Work task - Among the lines of the data, copy those that hold "then".

Records supplied -

···

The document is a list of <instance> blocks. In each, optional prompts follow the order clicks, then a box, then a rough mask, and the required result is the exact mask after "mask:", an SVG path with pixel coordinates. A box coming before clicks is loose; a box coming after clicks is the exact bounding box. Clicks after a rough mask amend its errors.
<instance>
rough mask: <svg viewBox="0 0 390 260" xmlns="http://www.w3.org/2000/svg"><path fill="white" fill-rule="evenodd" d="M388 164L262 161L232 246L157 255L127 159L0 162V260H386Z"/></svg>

···

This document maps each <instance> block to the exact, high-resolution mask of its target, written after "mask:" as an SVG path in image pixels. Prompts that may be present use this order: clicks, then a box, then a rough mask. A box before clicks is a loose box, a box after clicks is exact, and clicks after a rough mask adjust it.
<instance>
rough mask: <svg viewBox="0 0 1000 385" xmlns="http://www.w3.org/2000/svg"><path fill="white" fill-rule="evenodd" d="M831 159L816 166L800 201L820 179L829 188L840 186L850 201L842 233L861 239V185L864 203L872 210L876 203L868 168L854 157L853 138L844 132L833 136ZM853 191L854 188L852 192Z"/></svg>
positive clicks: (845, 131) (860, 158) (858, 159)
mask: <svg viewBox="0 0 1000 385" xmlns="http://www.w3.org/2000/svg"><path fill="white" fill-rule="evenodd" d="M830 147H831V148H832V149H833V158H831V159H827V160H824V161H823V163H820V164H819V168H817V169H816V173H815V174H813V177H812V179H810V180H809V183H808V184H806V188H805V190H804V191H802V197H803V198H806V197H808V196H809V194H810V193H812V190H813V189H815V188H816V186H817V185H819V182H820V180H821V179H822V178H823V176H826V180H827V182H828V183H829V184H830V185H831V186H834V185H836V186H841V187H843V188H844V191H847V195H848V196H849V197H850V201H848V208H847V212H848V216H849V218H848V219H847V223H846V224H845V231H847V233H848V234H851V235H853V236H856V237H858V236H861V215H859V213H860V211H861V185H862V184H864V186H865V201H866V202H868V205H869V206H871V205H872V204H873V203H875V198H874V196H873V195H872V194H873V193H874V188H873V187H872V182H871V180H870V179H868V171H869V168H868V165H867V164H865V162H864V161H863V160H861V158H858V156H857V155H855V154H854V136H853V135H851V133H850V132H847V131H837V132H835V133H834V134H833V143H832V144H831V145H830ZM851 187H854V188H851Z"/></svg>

···

Result of the task -
The document is a list of <instance> blocks. In each, optional prompts follow the order clicks, then a box, then a rough mask, and the required result is the exact mask after "mask:", an SVG path with pixel coordinates. A box coming before clicks is loose; a box coming after clicks is the exact bounding box. Clicks after a rough mask amend its errors.
This document maps each <instance> block to the exact, high-resolution mask of its target, written after "mask:" as an SVG path in image pixels. Prompts that may be present use this order: clicks, then a box, then a rough mask. A box before clicks is a loose box, a box after clicks is exact, and clicks after a rough mask adjust it.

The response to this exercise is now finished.